Start of Input records

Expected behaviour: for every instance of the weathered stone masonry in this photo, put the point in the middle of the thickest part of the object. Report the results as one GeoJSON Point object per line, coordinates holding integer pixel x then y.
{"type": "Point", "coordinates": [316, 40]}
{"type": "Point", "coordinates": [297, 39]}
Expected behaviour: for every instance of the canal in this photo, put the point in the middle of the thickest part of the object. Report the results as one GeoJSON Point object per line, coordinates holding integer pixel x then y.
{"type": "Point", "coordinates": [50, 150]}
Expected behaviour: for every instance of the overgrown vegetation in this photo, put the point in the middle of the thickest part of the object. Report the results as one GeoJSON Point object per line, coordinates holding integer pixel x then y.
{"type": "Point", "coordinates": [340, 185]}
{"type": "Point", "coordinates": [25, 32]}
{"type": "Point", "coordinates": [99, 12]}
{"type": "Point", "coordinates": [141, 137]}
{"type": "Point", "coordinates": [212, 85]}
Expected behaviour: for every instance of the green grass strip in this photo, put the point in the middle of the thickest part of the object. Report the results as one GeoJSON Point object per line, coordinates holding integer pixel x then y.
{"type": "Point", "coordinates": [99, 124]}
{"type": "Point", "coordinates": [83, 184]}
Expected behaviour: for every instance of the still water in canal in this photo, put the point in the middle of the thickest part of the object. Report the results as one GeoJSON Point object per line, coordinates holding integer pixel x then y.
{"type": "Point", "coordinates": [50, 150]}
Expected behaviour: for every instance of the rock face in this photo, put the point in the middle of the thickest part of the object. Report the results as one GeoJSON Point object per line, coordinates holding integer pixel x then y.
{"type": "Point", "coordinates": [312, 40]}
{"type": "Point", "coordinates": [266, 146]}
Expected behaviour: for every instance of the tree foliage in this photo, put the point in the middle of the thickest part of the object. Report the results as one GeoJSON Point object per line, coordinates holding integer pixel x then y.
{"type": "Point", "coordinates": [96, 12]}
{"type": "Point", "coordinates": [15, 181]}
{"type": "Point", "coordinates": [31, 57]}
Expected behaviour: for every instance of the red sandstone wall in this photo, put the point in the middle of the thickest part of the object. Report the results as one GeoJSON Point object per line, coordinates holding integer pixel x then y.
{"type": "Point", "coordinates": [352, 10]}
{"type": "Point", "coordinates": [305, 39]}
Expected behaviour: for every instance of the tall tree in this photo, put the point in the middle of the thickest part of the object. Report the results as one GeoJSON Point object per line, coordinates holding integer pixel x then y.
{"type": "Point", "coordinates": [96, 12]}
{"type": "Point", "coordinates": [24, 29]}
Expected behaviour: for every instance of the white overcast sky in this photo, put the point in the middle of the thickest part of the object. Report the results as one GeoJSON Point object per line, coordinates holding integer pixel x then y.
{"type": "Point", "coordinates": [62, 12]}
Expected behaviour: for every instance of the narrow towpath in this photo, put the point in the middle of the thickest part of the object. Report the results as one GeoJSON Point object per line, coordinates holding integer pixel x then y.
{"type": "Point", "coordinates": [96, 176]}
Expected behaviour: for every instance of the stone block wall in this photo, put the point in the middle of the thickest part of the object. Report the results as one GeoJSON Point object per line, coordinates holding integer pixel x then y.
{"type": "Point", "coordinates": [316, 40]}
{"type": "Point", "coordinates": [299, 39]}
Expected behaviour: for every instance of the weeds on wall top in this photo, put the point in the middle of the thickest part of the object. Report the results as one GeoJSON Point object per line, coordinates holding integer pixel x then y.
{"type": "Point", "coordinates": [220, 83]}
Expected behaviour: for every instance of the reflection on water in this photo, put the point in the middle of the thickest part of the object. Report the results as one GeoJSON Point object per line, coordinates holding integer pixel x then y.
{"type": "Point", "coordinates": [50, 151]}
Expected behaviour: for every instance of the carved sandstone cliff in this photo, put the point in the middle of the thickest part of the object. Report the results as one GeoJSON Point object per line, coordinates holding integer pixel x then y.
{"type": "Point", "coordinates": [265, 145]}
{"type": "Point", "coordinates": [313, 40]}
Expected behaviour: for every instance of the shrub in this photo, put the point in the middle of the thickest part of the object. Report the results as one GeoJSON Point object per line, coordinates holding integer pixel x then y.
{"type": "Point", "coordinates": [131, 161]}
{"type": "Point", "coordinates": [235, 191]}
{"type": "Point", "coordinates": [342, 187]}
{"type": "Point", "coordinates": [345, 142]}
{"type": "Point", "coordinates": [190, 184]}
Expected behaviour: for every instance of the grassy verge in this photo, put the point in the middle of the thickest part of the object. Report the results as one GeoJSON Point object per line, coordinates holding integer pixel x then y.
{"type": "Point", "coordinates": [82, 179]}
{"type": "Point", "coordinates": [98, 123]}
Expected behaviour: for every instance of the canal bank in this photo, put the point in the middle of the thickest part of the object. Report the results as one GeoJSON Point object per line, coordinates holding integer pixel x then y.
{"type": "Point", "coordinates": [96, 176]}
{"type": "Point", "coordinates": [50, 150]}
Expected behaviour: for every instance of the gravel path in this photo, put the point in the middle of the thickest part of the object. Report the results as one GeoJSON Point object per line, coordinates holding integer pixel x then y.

End of Input records

→ Try it:
Recopy all of the records verbatim.

→ Response to this task:
Expected behaviour: for every instance of the weathered stone masonry in this photo, put the point in the middle of the thickest part of the object. Report the results as one GeoJSON Point object per line, coordinates holding integer pixel x then y.
{"type": "Point", "coordinates": [316, 40]}
{"type": "Point", "coordinates": [297, 39]}
Expected behaviour: for every instance of the canal in this photo, put the point in the middle of the thickest part of the object. Report the results as one GeoJSON Point object per line, coordinates holding integer pixel x then y.
{"type": "Point", "coordinates": [50, 150]}
Expected behaviour: for every instance of the overgrown vegetation in this photo, put the point in the middle of the thickest part of the object. Report the results as one GeoJSON Point object per line, coordinates holding integer pixel x then y.
{"type": "Point", "coordinates": [340, 185]}
{"type": "Point", "coordinates": [25, 32]}
{"type": "Point", "coordinates": [99, 12]}
{"type": "Point", "coordinates": [141, 137]}
{"type": "Point", "coordinates": [212, 85]}
Expected behaviour: for every instance of the green grass strip in this photo, put the point in the middle of the thickest part of the object. Report the results as one GeoJSON Point object per line, coordinates holding integer pixel x then y.
{"type": "Point", "coordinates": [99, 124]}
{"type": "Point", "coordinates": [83, 184]}
Expected behaviour: for every instance of the still water in canal in this photo, put the point in the middle of the thickest part of the object. Report the results as one GeoJSON Point object per line, coordinates holding integer pixel x then y.
{"type": "Point", "coordinates": [50, 150]}
Expected behaviour: for every instance of the rock face in this photo, put the point in the middle of the thickest part of the object. Report the results as one GeoJSON Point object per line, coordinates holding integer pixel x then y.
{"type": "Point", "coordinates": [312, 40]}
{"type": "Point", "coordinates": [266, 146]}
Expected behaviour: for every instance of the tree foliage in this photo, put the point in the middle of the thickest part of the object. Report the results as one GeoJSON Point object per line, coordinates holding integer pixel x then y.
{"type": "Point", "coordinates": [96, 12]}
{"type": "Point", "coordinates": [15, 181]}
{"type": "Point", "coordinates": [31, 57]}
Expected behaviour: for every instance of the red sandstone wall in this photo, put the point in the middle of the thickest part of the object. Report the results as one GeoJSON Point object per line, coordinates holding integer pixel x then y.
{"type": "Point", "coordinates": [352, 10]}
{"type": "Point", "coordinates": [305, 39]}
Expected behaviour: for every instance of the tall tree in this photo, put the point in the middle of the thickest part of the object. Report the results as one GeoJSON Point object per line, coordinates holding integer pixel x then y.
{"type": "Point", "coordinates": [96, 12]}
{"type": "Point", "coordinates": [24, 29]}
Expected behaviour: for every instance of the white overcast sky in this photo, put the point in the middle of the thickest part of the object. Report the results as one GeoJSON Point object per line, coordinates holding integer pixel x then y.
{"type": "Point", "coordinates": [62, 12]}
Expected behaviour: for every instance of the narrow towpath in this photo, put the point in the middle of the thickest part of the object. Report the results as one GeoJSON Point object per line, coordinates holding integer pixel x then y.
{"type": "Point", "coordinates": [96, 176]}
Expected behaviour: for every instance of the stone block wall in this photo, put the point in the middle of the thickest part of the object. Report the results as one GeoJSON Point object per line, coordinates holding integer pixel x then y.
{"type": "Point", "coordinates": [316, 40]}
{"type": "Point", "coordinates": [299, 39]}
Expected behaviour: for every instance of the weeds on wall top in this photo, put the point in the middle of the thickest part of the object. Report the results as one GeoJSON Point object per line, coordinates holding integer pixel x then y.
{"type": "Point", "coordinates": [220, 83]}
Expected behaviour: for every instance of the reflection on water in this photo, put the point in the middle of the thickest part of the object. Report the results as one GeoJSON Point object per line, coordinates holding integer pixel x then y.
{"type": "Point", "coordinates": [50, 151]}
Expected behaviour: for every instance of the carved sandstone cliff in this photo, put the point in the middle of the thickest part of the object. Report the results as one GeoJSON Point object per line, coordinates holding integer pixel x then y.
{"type": "Point", "coordinates": [265, 145]}
{"type": "Point", "coordinates": [313, 40]}
Expected behaviour: for every instance of the shrub in this photo, put the point in the middle of the thickest part of the object. Report the results as one GeoJSON Point object per line, coordinates holding integer pixel x then y.
{"type": "Point", "coordinates": [131, 161]}
{"type": "Point", "coordinates": [235, 191]}
{"type": "Point", "coordinates": [342, 187]}
{"type": "Point", "coordinates": [345, 142]}
{"type": "Point", "coordinates": [190, 184]}
Expected behaviour: for every instance of the grassy verge in this photo, put the point in the middle of the thickest part of the object. Report the results as one GeoJSON Point object per line, coordinates holding integer pixel x then y.
{"type": "Point", "coordinates": [82, 179]}
{"type": "Point", "coordinates": [98, 123]}
Expected behaviour: for every instance of the canal bank in this photo, put the point in the middle of the thickest part of the object. Report the results as one GeoJSON Point object per line, coordinates holding integer pixel x then y.
{"type": "Point", "coordinates": [96, 176]}
{"type": "Point", "coordinates": [50, 150]}
Expected behaviour: for every instance of the gravel path in this photo, put the point in the middle of the thickest part of the object. Report the results as one GeoJSON Point object per line, coordinates holding integer pixel x then y.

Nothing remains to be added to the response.